**** Supplied material ****

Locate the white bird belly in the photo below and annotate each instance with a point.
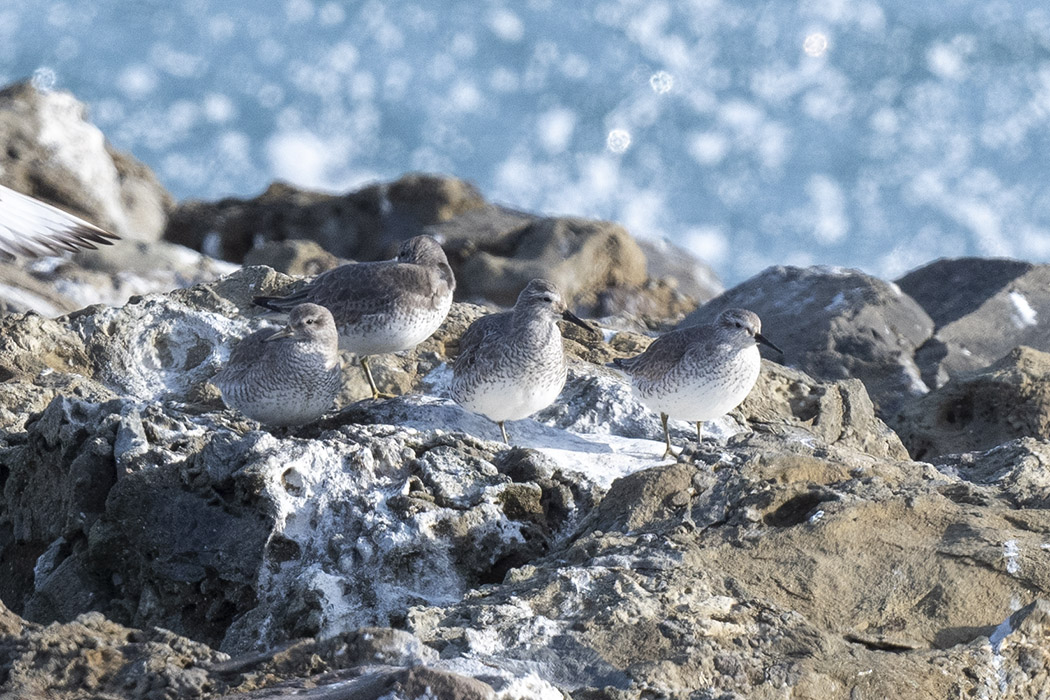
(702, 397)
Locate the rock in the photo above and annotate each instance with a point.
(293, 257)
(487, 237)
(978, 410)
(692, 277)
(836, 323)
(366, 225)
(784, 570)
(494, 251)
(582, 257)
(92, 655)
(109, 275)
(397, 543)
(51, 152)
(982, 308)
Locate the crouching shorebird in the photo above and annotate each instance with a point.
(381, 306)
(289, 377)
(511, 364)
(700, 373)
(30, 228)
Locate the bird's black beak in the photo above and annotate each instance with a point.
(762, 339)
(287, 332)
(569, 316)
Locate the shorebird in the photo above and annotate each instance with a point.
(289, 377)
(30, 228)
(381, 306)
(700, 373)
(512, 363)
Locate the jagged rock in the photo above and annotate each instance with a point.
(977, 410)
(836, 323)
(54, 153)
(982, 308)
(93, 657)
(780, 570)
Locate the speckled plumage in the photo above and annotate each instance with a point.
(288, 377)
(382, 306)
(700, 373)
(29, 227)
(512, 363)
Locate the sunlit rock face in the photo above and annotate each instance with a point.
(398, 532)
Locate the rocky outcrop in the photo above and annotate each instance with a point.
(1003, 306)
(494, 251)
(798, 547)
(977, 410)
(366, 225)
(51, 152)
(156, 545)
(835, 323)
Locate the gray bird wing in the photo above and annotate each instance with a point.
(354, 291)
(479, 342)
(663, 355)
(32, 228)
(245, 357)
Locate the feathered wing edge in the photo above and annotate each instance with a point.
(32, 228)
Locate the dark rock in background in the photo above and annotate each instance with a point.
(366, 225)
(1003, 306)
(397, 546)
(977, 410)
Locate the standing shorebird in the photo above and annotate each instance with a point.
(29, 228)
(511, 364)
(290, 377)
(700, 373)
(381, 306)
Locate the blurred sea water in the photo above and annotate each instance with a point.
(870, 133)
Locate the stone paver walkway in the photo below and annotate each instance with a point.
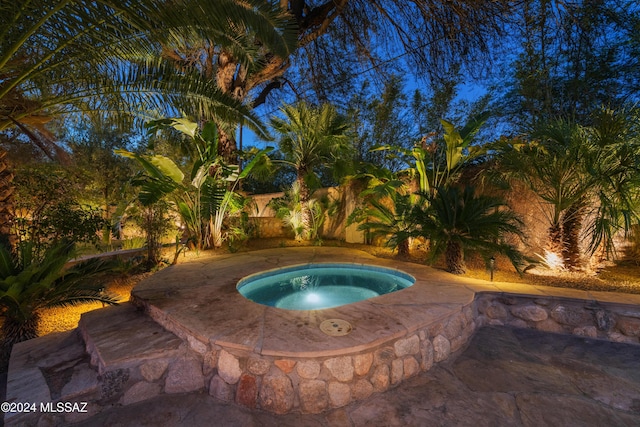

****

- _What to produce_
Please copy, exactly as written, the lines from the one that contains "Locate the rocky" through the end of the records, both ends included. Do not include the pictures.

- _Solution for this problem_
Locate the rocky outcrop in the photo above and annotate each instance with a point.
(1003, 306)
(494, 251)
(798, 547)
(977, 410)
(366, 225)
(51, 152)
(156, 545)
(835, 323)
Locate the gray bird wing in the photo above and annotate each instance with a point.
(354, 291)
(479, 342)
(663, 355)
(32, 228)
(245, 357)
Locate the feathered wing edge in the photo above and annotate each instance with a point.
(32, 228)
Locate the dark rock in background in the photo above and annotate each instance with a point.
(366, 225)
(1003, 306)
(397, 546)
(977, 410)
Locate the standing shorebird in the photo above and annotate each instance with a point.
(29, 228)
(511, 364)
(290, 377)
(700, 373)
(381, 306)
Locate the blurred sea water in the photo above and annotate each instance with a point.
(870, 133)
Locate the stone paver walkway in the photo below and annotate each instance with a point.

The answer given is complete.